**Information given**
=== Section Start ===

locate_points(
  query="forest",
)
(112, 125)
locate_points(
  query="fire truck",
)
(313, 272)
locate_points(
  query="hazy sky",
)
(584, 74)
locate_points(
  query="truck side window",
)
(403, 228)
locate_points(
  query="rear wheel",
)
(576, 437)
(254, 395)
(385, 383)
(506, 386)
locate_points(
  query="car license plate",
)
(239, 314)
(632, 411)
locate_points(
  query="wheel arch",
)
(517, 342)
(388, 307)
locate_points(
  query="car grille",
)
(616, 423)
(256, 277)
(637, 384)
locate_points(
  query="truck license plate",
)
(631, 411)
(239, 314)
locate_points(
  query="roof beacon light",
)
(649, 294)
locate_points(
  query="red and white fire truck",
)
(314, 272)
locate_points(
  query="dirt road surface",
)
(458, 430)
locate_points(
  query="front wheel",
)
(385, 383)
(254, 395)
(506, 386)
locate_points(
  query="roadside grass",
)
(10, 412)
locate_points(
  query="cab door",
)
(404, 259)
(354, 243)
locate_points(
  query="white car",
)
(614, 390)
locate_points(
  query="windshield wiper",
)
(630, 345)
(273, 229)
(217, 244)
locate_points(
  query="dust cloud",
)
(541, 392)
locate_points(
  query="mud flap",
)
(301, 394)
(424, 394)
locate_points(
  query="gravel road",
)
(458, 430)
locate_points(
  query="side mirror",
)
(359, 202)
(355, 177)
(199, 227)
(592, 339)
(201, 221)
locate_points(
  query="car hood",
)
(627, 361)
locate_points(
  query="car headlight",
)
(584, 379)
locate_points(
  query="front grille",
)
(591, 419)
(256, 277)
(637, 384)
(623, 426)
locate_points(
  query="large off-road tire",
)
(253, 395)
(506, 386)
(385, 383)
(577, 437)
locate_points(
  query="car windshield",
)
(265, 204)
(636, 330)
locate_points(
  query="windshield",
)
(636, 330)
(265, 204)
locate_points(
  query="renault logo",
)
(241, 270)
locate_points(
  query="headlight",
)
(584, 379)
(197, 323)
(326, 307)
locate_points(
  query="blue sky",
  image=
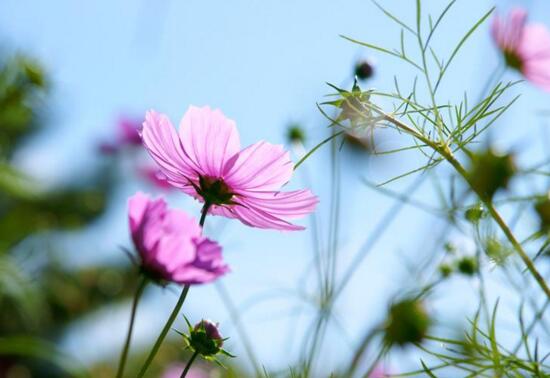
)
(264, 64)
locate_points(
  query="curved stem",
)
(365, 342)
(447, 154)
(164, 331)
(188, 366)
(124, 355)
(204, 212)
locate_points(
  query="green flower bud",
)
(407, 322)
(295, 134)
(542, 207)
(205, 339)
(467, 265)
(450, 248)
(445, 270)
(364, 70)
(475, 213)
(491, 171)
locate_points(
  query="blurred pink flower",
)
(155, 177)
(127, 135)
(206, 162)
(526, 47)
(379, 372)
(175, 370)
(170, 243)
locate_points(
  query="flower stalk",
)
(189, 363)
(444, 150)
(124, 355)
(164, 331)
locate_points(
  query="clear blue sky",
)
(264, 63)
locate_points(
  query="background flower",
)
(170, 244)
(526, 47)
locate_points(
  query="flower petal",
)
(292, 204)
(163, 144)
(259, 167)
(207, 266)
(209, 139)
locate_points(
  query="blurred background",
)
(77, 77)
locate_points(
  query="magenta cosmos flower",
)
(205, 161)
(170, 243)
(526, 47)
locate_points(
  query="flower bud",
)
(475, 213)
(445, 270)
(542, 207)
(491, 171)
(295, 134)
(205, 339)
(467, 265)
(407, 322)
(364, 70)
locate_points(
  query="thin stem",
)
(164, 331)
(367, 339)
(236, 319)
(204, 212)
(446, 153)
(189, 363)
(124, 355)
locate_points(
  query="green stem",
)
(164, 331)
(124, 355)
(204, 212)
(188, 366)
(446, 153)
(365, 342)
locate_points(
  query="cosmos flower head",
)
(205, 160)
(525, 46)
(170, 244)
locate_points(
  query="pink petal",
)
(535, 51)
(163, 144)
(177, 248)
(292, 204)
(253, 216)
(209, 139)
(507, 34)
(259, 167)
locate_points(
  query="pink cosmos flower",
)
(170, 243)
(127, 135)
(205, 161)
(155, 176)
(526, 47)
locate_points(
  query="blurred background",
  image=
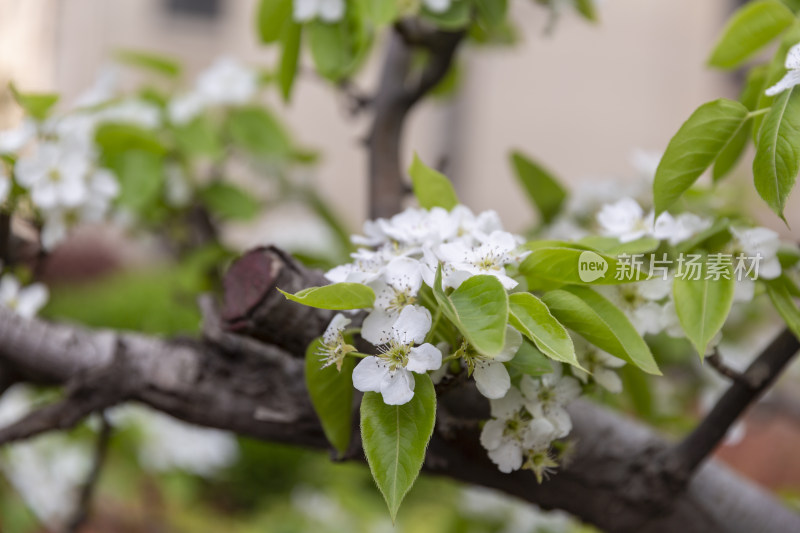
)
(591, 101)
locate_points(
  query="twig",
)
(716, 362)
(87, 491)
(686, 456)
(395, 97)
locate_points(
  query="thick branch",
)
(742, 393)
(396, 96)
(618, 478)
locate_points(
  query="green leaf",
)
(777, 159)
(544, 190)
(702, 305)
(600, 322)
(230, 202)
(258, 132)
(380, 12)
(781, 295)
(549, 267)
(113, 139)
(37, 105)
(492, 12)
(272, 16)
(528, 361)
(287, 70)
(338, 296)
(141, 177)
(331, 394)
(479, 309)
(156, 63)
(332, 48)
(729, 156)
(395, 438)
(457, 17)
(587, 9)
(431, 187)
(697, 144)
(532, 318)
(752, 27)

=== Section End ===

**What you have to do**
The whole listing, pictures excluded, should be output exactly.

**Reply to the exercise**
locate_points(
  query="forest",
)
(112, 125)
locate_points(
  query="fire truck",
)
(313, 272)
locate_points(
  query="hazy sky",
)
(584, 74)
locate_points(
  query="truck side window",
)
(403, 228)
locate_points(
  query="rear wheel",
)
(576, 437)
(254, 395)
(385, 383)
(506, 386)
locate_points(
  query="car license plate",
)
(239, 314)
(632, 411)
locate_points(
  query="wheel arch",
)
(517, 342)
(388, 307)
locate_points(
  query="car grille",
)
(616, 423)
(256, 277)
(637, 384)
locate_points(
  query="truck license plate",
)
(631, 411)
(239, 314)
locate_points(
  query="roof beacon light",
)
(649, 294)
locate_points(
  query="red and white fire truck",
)
(314, 272)
locate_points(
  query="dirt road surface",
)
(458, 430)
locate_points(
  query="front wheel",
)
(385, 383)
(254, 395)
(506, 386)
locate_points(
  query="roadside grass",
)
(10, 412)
locate_points(
  query="cab door",
)
(404, 259)
(354, 243)
locate_points(
  query="white car",
)
(614, 390)
locate_points(
  query="windshield wiper",
)
(630, 345)
(273, 229)
(217, 244)
locate_points(
  query="dust cloud",
)
(541, 392)
locate_points(
  query="mud flap",
)
(301, 394)
(424, 394)
locate_points(
  query="gravel road",
)
(458, 430)
locate_points(
  query="side mirror",
)
(359, 202)
(355, 177)
(199, 227)
(592, 339)
(201, 221)
locate_points(
  query="car hood",
)
(627, 361)
locate_points(
  query="car headlight",
)
(584, 379)
locate_points(
  query="front grille",
)
(591, 419)
(256, 277)
(637, 384)
(623, 426)
locate_points(
  query="large off-road tire",
)
(253, 395)
(506, 386)
(385, 383)
(577, 437)
locate_points(
  query="car windshield",
)
(265, 204)
(636, 330)
locate_points(
  query="windshield",
)
(636, 330)
(265, 204)
locate_points(
  query="renault logo",
)
(241, 270)
locate_points(
  query="headlight",
)
(584, 379)
(197, 323)
(326, 307)
locate_points(
  query="blue sky",
  image=
)
(264, 64)
locate_points(
  query="curved stem",
)
(365, 342)
(447, 154)
(164, 331)
(188, 366)
(124, 355)
(204, 212)
locate_points(
  query="green flower bud",
)
(407, 322)
(295, 134)
(542, 207)
(205, 339)
(467, 265)
(450, 248)
(445, 270)
(364, 70)
(475, 213)
(491, 171)
locate_points(
  query="blurred pink flower",
)
(155, 177)
(127, 135)
(206, 162)
(526, 47)
(379, 372)
(175, 370)
(170, 243)
locate_points(
  query="flower stalk",
)
(189, 363)
(444, 150)
(124, 355)
(164, 331)
locate_points(
  query="clear blue sky",
)
(264, 63)
locate_points(
  query="background flower",
)
(170, 244)
(526, 47)
locate_points(
  query="flower petal",
)
(292, 204)
(163, 144)
(259, 167)
(207, 266)
(209, 139)
locate_points(
  query="blurred background",
)
(77, 77)
locate_points(
  query="magenta cosmos flower",
)
(205, 161)
(170, 243)
(526, 47)
locate_points(
  query="flower bud",
)
(475, 213)
(445, 270)
(542, 207)
(491, 171)
(295, 134)
(205, 339)
(467, 265)
(407, 322)
(364, 70)
locate_points(
  query="thin stem",
)
(164, 331)
(367, 339)
(236, 319)
(204, 212)
(446, 153)
(189, 363)
(124, 355)
locate_points(
  query="green stem",
)
(164, 331)
(124, 355)
(204, 212)
(188, 366)
(446, 153)
(365, 342)
locate_points(
  query="cosmos flower head",
)
(205, 160)
(525, 46)
(170, 244)
locate_points(
  query="pink petal",
)
(535, 51)
(163, 144)
(177, 248)
(292, 204)
(253, 216)
(209, 139)
(507, 34)
(259, 167)
locate_points(
  query="pink cosmos flower",
)
(170, 243)
(127, 135)
(205, 161)
(155, 176)
(526, 47)
locate_points(
  query="blurred background",
  image=
)
(591, 101)
locate_points(
  query="twig",
)
(716, 362)
(87, 491)
(686, 456)
(395, 97)
locate_points(
  query="thick branch",
)
(742, 393)
(396, 96)
(618, 478)
locate_points(
  query="green leaf",
)
(777, 159)
(544, 190)
(702, 305)
(600, 322)
(230, 202)
(258, 132)
(380, 12)
(781, 295)
(549, 267)
(113, 139)
(37, 105)
(492, 12)
(272, 16)
(528, 361)
(287, 70)
(338, 296)
(141, 177)
(331, 394)
(479, 309)
(156, 63)
(332, 48)
(729, 156)
(395, 438)
(457, 17)
(587, 9)
(431, 187)
(697, 144)
(532, 318)
(752, 27)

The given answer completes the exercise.